§ Document passage
-- begin --

Make ladders on of your regular safety topics.  You may think that I have beat ladders up in my blogs, but they continue to be the cause of workplace and home injuries.  If we understand what we can do to mitigate the “hazard of height” maybe we can prevent the injury… just say’in.

Be Safe!

Carl Potter, CSP

****

The Following are some ladder safety tips from our friends at OSHA:

Falls from portable ladders (step, straight, combination and extension) are one of the leading causes of occupational fatalities and injuries.

  • Read and follow all labels/markings on the ladder.
  • Avoid electrical hazards! – Look for overhead power lines before handling a ladder. Avoid using a metal ladder near power lines or exposed energized electrical equipment.
  • Always inspect the ladder prior to using it. If the ladder is damaged, it must be removed from service and tagged until repaired or discarded.
  • Always maintain a 3-point (two hands and a foot, or two feet and a hand) contact on the ladder when climbing. Keep your body near the middle of the step and always face the ladder while climbing (see diagram).
  • Only use ladders and appropriate accessories (ladder levelers, jacks or hooks) for their designed purposes.
  • Ladders must be free of any slippery material on the rungs, steps or feet.
  • Do not use a self-supporting ladder (e.g., step ladder) as a single ladder or in a partially closed position.
  • Do not use the top step/rung of a ladder as a step/rung unless it was designed for that purpose.
  • Use a ladder only on a stable and level surface, unless it has been secured (top or bottom) to prevent displacement.

-- end --

§ Stored rows
-- begin --

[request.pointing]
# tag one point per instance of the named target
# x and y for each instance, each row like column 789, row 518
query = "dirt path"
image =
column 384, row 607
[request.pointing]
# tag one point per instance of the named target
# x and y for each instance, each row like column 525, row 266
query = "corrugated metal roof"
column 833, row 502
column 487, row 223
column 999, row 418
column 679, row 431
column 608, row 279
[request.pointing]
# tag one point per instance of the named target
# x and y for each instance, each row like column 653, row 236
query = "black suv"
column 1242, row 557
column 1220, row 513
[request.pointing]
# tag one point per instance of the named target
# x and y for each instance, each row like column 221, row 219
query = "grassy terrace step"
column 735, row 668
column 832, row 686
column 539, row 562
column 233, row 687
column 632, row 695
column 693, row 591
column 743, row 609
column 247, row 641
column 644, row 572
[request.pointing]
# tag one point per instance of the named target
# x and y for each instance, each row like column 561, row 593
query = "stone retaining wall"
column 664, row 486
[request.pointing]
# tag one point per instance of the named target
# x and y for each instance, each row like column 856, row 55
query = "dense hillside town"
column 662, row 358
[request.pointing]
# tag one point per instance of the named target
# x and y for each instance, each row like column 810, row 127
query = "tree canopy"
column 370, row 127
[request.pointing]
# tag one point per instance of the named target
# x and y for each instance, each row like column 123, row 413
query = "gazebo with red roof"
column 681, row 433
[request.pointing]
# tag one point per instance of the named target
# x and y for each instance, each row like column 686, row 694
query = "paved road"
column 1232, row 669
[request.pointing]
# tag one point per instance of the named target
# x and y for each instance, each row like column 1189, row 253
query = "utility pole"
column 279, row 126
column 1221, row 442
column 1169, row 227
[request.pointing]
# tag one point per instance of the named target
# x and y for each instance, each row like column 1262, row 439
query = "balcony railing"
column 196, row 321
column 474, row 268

-- end --

§ Directions
1. Repeat the part of the ladder safety text from "Make ladders on" to "on the ladder.".
2. Answer these from the ladder safety text:
(a) What letters follow Carl Potter's name?
(b) What two combinations make up the 3-point contact when climbing?
(c) What must be done with a damaged ladder?
3. Pick up the ladder safety text after its last tip and continue it.

§ Task-by-task answers
1.
Make ladders on of your regular safety topics.  You may think that I have beat ladders up in my blogs, but they continue to be the cause of workplace and home injuries.  If we understand what we can do to mitigate the “hazard of height” maybe we can prevent the injury… just say’in.

Be Safe!

Carl Potter, CSP

****

The Following are some ladder safety tips from our friends at OSHA:

Falls from portable ladders (step, straight, combination and extension) are one of the leading causes of occupational fatalities and injuries.

  • Read and follow all labels/markings on the ladder.

2.
(a) CSP
(b) Two hands and a foot, or two feet and a hand.
(c) It must be removed from service and tagged until repaired or discarded.

3.
  • Do not place a ladder on boxes, barrels or other unstable bases to obtain additional height.
  • Do not move or shift a ladder while a person or equipment is on the ladder.
  • An extension or straight ladder used to access an elevated surface must extend at least 3 feet above the point of support (see diagram). Do not stand on the three top rungs of a straight, single or extension ladder.
  • The proper angle for setting up a ladder is to place its base a quarter of the working length of the ladder from the wall or other vertical surface (see diagram).
  • A ladder placed in any location where it can be displaced by other work activities must be secured to prevent displacement or a barricade must be erected to keep traffic away from the ladder.
  • Be sure that all locks on an extension ladder are properly engaged.

Do not exceed the maximum load rating of a ladder. Be aware of the ladder’s load rating and of the weight it is supporting, including the weight of any tools or equipment.

****

Learn more about risk mitigation using hazard recognition and control at the open enrollment workshop in Dallas, TX November 21, 2013

Learn more by emailing carl@potterandassociates.com to request a quote for an customized onsite workshop for your organization.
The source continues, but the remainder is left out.